---- SOURCE DATA
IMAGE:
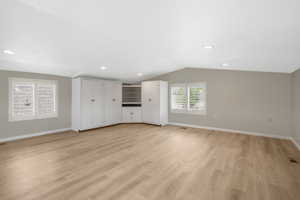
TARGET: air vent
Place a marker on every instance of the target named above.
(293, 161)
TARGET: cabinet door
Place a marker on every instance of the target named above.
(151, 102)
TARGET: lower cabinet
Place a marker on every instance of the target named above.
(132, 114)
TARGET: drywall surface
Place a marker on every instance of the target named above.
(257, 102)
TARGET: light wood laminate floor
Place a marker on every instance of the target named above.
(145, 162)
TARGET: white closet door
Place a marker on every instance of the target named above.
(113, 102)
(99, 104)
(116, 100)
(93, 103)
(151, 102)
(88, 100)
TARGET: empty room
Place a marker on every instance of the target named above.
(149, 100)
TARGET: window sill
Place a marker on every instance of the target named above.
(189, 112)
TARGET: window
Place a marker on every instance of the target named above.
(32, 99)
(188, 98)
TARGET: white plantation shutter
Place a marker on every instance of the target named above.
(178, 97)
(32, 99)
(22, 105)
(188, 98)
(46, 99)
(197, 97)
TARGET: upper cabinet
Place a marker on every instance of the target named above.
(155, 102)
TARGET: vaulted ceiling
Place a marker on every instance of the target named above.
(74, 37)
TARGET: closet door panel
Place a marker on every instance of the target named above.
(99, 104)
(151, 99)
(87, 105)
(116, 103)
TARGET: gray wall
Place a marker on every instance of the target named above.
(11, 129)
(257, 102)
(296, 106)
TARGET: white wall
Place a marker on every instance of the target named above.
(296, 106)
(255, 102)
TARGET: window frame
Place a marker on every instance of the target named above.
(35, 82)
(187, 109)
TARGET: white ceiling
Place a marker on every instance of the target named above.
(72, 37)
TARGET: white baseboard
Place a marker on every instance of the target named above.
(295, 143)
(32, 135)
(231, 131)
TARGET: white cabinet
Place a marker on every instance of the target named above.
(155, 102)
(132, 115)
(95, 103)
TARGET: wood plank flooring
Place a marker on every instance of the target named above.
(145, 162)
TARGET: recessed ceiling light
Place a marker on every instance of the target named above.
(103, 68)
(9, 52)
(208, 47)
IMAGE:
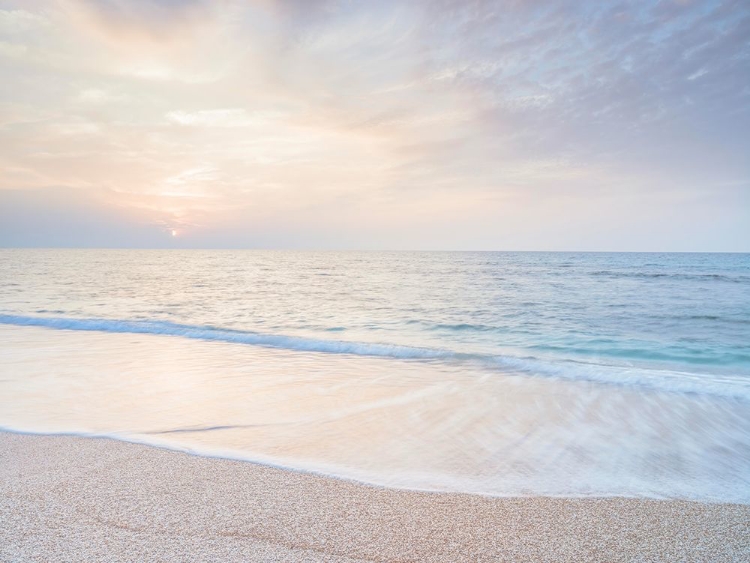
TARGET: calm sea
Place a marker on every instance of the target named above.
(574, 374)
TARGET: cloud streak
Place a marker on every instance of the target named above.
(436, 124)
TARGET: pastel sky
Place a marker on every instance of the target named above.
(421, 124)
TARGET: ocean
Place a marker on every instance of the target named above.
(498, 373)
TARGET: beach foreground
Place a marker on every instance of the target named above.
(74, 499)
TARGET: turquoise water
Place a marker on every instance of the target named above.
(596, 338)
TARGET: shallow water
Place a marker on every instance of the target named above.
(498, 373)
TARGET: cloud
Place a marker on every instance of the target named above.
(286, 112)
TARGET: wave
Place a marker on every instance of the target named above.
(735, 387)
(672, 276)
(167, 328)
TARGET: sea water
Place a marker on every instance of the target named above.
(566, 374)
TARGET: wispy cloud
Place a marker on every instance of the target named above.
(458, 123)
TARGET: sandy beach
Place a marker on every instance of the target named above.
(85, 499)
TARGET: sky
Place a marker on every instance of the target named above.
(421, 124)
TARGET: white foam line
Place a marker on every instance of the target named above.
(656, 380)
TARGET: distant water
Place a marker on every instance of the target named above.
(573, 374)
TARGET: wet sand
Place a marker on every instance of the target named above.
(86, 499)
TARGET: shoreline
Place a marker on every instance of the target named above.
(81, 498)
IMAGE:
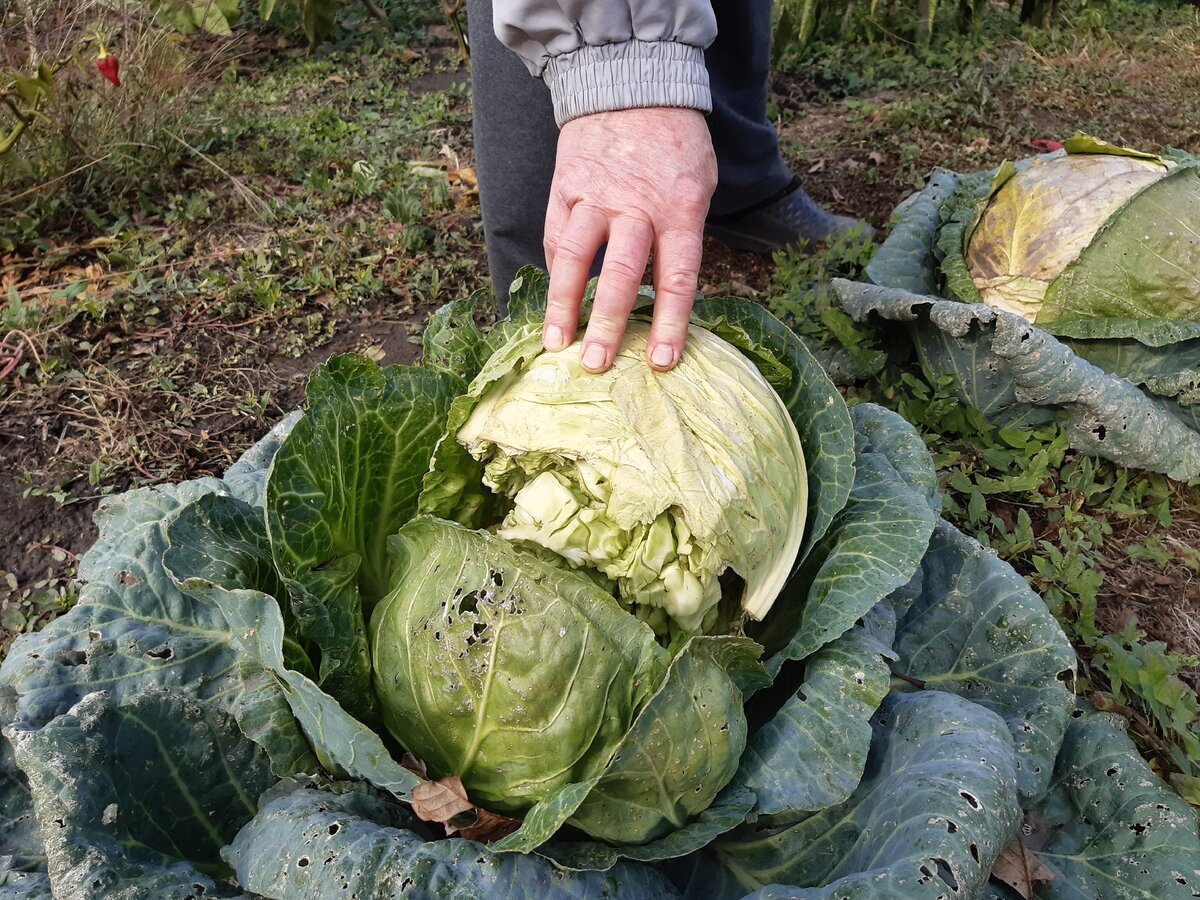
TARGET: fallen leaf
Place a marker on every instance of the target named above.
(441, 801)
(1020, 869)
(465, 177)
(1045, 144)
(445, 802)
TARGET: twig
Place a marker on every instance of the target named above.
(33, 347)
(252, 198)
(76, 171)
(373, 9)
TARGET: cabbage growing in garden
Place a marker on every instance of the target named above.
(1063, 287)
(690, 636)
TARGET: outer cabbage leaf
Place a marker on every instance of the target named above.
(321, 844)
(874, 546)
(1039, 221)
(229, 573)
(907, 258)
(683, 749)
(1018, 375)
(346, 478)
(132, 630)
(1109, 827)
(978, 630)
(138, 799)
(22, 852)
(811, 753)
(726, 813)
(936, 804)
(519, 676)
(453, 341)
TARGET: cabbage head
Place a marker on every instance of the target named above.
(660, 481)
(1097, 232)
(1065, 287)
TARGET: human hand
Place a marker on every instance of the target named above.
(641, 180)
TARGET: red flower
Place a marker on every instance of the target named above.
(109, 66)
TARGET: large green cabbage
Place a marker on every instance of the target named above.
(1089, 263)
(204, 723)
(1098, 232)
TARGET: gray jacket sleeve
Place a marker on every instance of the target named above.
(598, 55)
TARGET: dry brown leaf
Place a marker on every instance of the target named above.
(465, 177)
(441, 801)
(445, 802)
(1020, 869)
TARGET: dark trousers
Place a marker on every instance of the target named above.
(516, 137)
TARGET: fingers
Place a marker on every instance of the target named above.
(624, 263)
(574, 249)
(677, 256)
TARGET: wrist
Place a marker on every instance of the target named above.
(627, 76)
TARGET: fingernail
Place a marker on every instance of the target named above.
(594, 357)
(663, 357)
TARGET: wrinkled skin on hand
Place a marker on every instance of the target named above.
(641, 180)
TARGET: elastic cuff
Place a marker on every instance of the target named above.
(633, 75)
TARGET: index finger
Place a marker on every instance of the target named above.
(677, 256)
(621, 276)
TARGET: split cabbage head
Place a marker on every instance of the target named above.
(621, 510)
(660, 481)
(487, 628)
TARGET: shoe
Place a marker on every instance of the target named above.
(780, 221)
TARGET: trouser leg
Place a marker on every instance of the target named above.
--------
PROBLEM TO WORK ON
Exactly as they stand, set down the lines from the start of the material through the line with "TARGET: closet door panel", both ends included, omitting the pictures.

YOUR SOLUTION
IMAGE:
TARGET: air vent
Place a marker on every instance of the target named above.
(293, 161)
TARGET: cabinet door
Place a marker on every instance of the target named above.
(151, 102)
TARGET: lower cabinet
Place a marker on every instance of the target named above.
(132, 114)
TARGET: drywall surface
Place a marker on every instance of the target named above.
(257, 102)
TARGET: light wood laminate floor
Place a marker on every instance of the target named above.
(145, 162)
TARGET: white closet door
Place a marker on every instance of the target named above.
(113, 102)
(99, 104)
(116, 100)
(93, 103)
(151, 102)
(88, 100)
TARGET: empty room
Place a marker on every instance of the target named above.
(149, 100)
TARGET: window sill
Place a marker on every instance of the target named above.
(189, 112)
TARGET: window
Place a marker on every instance of the target named above.
(32, 99)
(188, 98)
TARGET: white plantation shutter
Place a marker on every instance of the target named above.
(178, 97)
(32, 99)
(22, 105)
(188, 98)
(46, 99)
(197, 97)
TARGET: upper cabinet
Place a marker on every instance of the target named above.
(155, 102)
TARGET: vaulted ceiling
Place a marker on every instance of the target named above.
(74, 37)
TARGET: closet door panel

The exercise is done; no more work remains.